▶ _SOURCE EXCERPT_:

And those are just the tossups.

Re: Chicago Open 2009 Discussion

Posted: Tue Jul 28, 2009 1:59 pm
by grapesmoker
Many of the bonuses were equally ridiculous. For example, there was a bonus whose parts were Ewald summation/Poisson summation/von der Lage-Bethe method. I've vaguelly heard of one of these things despite almost 2 years of solid state physics under my belt. As I alluded to before, Ewald summation is a footnote in Ashcroft and Mermin's Solid State Physics, the most widely used graduate text on the topic. I've never even heard of the other two parts; who knew that "separating the angular and radial portions of the wavefunction," something that's taught in damn near every QM class ever, has a name? That's a fuck-you bonus that anyone is lucky to get 10 points on, and most teams got nothing. The following bonuses:
varves/clarity/de Geer
thermohaline circulation/euxinic/anchialine zone
isostasy/compensation depth/Bouguer compensation
Huygens Theorem/Brunt-Vaisala Frequency/Feynman-Wheeler Theory
Class O/Wolf-Rayet stars/delta Scuti Variables
quark stars/Schwartzschild Limit/Urca process
Lense-Thirring/binary jets/Bardeen-Petterson effect
paternoster lakes/kettle holes/jokulhlaups
all contained parts that were entirely too hard for even good science teams. The hard parts of many of the bonuses were truly obscene in the sense that I don't think anyone present at this tournament (which featured all the best science players currently active) had even a shot at them. Majorana fermions, seriously? Who is answering that bonus part? Is anyone not named Seth Teitler getting a part on delta Scuti variables? Does anyone have a hope in hell of getting anything other than Huygens' Principle in that waveform bonus?

This is just ridiculous. If you're writing a vanity tournament and you think people should hear about crazy shit named after dudes because that's all you're capable of writing, fine, whathever, I don't care. But if you're writing for an event which is intended to separate the best open teams from each other, then you need to write bonuses that give knowledgeable teams a shot at 30 points. That doesn't mean you have to give them 30, but it means that your answer selection needs to come from a set of answers which includes the kinds of things people in that field are likely to know. This is a tough thing to juggle in fields like literature and history, where the diversity of material is much greater, but most physicists everywhere cover the same topics. For an example of how to do this right, go to the Seth/Mike/Selene packet and look at the bonus on grand canonical ensembles, fugacity, and free energy. None of those parts are gimmes, but a moderately competent team will probably get 10 for fugacity, a team with a better science player will get 20 for the first two parts, and a team with a good physicist on it has an excellent shot at getting all three parts. The major feature of that bonus that the other examples lack is that it allows you to discriminate between different levels of knowledge rather than setting the effective limit on possible points at 20 and screwing most teams. Chicago Open is about canon expansion to some extent, sure, but it's not about impossible things that people have no hope of getting, and it certainly isn't about the kind of sloppy tossup writing that I talked about above.

▶ _DATA SHOWN_:
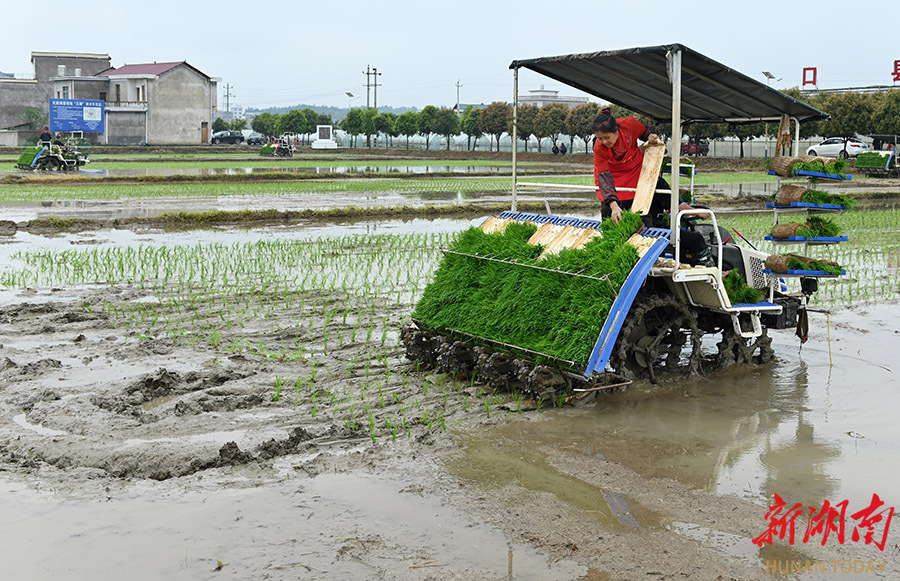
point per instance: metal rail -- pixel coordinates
(604, 278)
(573, 364)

▶ _STATED EXERCISE_:
Answer these questions about the Chicago Open 2009 forum post above, one per line:
1. What does the post call the most widely used graduate text on solid state physics?
2. How long does the writer say they have studied solid state physics?
3. What three parts made up the bonus the post offers as an example of doing it right?

▶ _TASK OUTPUT_:
1. Ashcroft and Mermin's Solid State Physics
2. Almost 2 years
3. Grand canonical ensembles, fugacity, and free energy